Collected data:

::::::::::

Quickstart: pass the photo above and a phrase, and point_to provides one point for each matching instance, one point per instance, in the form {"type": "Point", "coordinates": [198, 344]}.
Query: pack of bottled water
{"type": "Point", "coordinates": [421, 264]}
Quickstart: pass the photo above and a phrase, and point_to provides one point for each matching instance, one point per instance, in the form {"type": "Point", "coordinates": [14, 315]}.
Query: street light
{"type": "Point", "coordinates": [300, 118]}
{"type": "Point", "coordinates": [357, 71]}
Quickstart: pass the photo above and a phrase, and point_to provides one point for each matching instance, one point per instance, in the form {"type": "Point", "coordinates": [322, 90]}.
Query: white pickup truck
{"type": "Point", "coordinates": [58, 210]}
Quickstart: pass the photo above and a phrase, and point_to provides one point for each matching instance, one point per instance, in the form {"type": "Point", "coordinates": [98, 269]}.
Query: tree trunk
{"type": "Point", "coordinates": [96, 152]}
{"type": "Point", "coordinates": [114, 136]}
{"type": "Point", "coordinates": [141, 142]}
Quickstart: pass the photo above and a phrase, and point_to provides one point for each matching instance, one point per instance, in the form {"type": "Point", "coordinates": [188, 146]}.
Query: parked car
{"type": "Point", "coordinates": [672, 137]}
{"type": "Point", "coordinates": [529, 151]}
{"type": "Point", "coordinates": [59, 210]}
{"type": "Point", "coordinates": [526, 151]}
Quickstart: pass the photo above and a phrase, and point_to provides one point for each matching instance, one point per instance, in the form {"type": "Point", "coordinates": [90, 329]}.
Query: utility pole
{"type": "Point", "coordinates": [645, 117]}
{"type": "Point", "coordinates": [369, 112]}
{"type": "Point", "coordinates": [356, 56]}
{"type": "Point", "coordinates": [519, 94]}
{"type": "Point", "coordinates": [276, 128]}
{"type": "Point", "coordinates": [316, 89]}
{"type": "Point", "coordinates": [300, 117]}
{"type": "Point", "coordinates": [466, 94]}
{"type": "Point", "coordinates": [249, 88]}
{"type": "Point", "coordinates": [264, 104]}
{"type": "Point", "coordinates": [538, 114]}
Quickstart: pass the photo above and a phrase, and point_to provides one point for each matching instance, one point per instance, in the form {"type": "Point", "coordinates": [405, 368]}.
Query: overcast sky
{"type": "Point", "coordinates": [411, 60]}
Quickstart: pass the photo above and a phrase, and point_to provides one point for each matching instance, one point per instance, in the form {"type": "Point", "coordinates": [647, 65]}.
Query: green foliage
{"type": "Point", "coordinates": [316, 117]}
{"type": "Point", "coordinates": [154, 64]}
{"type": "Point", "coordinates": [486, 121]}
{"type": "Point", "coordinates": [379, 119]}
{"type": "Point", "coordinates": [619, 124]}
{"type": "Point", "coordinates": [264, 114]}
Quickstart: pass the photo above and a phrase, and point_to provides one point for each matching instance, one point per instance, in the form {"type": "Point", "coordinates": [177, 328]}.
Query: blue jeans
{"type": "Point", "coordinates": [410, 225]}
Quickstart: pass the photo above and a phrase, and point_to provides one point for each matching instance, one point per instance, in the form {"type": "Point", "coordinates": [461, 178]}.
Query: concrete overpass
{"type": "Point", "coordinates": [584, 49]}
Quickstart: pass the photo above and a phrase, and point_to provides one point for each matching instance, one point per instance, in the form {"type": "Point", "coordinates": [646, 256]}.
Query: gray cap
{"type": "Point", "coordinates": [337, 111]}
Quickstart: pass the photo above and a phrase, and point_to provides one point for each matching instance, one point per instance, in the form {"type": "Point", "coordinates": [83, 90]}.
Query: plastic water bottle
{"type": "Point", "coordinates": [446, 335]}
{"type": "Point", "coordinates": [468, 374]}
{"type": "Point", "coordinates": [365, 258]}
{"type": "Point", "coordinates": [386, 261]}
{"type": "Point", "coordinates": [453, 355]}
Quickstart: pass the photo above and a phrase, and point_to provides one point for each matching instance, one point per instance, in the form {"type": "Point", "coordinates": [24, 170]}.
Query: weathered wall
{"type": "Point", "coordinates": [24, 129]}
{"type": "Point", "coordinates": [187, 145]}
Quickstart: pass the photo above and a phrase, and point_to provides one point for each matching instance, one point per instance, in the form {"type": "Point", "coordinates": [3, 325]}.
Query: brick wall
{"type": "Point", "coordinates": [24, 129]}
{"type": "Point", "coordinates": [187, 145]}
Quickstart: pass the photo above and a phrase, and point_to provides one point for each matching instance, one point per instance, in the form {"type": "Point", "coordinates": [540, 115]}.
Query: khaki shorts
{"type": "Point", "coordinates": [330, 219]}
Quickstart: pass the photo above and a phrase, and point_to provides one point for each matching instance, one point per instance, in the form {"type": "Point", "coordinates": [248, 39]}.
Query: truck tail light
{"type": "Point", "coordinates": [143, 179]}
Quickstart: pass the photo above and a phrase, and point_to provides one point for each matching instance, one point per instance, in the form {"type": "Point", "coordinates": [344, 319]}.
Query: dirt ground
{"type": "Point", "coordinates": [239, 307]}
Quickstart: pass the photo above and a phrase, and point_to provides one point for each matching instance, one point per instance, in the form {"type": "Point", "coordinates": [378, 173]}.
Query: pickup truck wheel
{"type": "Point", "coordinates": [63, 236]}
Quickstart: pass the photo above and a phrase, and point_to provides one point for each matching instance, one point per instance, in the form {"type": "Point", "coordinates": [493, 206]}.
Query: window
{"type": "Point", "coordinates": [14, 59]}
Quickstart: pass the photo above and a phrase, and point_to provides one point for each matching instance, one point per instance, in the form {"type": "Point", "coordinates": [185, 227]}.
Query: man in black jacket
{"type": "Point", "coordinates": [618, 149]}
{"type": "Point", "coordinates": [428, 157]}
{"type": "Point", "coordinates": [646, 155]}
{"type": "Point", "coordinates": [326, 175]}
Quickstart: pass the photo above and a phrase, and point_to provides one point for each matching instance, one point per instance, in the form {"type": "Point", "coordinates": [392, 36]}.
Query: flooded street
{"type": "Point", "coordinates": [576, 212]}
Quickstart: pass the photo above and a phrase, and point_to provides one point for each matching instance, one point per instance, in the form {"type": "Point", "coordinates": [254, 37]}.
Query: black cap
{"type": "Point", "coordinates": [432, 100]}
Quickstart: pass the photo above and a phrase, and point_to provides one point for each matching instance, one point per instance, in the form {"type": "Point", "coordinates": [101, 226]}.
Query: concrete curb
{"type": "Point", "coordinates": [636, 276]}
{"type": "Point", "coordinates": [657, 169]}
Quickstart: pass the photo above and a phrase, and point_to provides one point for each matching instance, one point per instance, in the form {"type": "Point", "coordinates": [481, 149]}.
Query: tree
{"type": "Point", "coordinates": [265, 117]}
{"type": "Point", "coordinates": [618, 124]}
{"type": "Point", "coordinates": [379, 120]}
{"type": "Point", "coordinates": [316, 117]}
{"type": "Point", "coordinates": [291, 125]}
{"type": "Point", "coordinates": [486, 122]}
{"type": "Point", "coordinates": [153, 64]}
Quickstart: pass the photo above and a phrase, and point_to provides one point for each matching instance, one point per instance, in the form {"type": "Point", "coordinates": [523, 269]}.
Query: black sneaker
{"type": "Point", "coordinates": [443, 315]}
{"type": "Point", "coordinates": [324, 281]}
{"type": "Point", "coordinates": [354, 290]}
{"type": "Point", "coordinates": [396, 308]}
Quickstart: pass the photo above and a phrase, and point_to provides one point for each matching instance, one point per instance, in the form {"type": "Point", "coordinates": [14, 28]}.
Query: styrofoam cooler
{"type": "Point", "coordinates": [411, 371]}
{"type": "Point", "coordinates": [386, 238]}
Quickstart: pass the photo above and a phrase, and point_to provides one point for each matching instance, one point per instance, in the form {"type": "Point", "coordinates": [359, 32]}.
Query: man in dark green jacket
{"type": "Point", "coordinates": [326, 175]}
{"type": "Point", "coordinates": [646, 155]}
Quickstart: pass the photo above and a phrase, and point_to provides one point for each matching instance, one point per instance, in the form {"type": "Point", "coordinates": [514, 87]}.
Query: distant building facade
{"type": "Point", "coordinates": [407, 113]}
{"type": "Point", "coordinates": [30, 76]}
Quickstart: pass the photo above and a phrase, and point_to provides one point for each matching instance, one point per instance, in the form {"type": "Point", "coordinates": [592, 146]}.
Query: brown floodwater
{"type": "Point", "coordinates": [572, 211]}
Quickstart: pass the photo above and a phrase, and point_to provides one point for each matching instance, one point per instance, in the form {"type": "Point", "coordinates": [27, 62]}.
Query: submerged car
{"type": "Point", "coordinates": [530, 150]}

::::::::::

Stated exercise -
Return every line of the listing above that contains the word "street".

Written solution -
Query: street light
Query: flooded street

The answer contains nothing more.